### Task requirements
Excluding pictures, give the entries again exactly as they appear.
(Beginning of Data under study)
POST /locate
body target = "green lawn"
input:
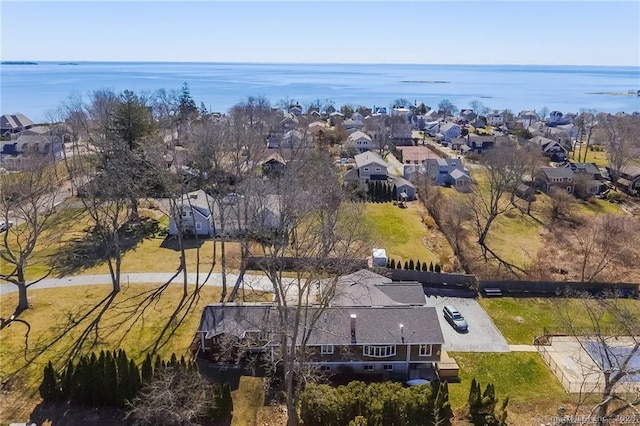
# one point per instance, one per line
(150, 255)
(522, 376)
(85, 319)
(402, 233)
(521, 320)
(248, 400)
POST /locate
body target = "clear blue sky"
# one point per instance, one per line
(431, 32)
(End of Data under study)
### Response to the exercise
POST /locate
body target = "green lawn"
input:
# one point per instance, one per line
(150, 255)
(522, 376)
(85, 319)
(402, 233)
(521, 320)
(248, 400)
POST /locate
body target = "clear blue sky"
# one point per instance, one per line
(431, 32)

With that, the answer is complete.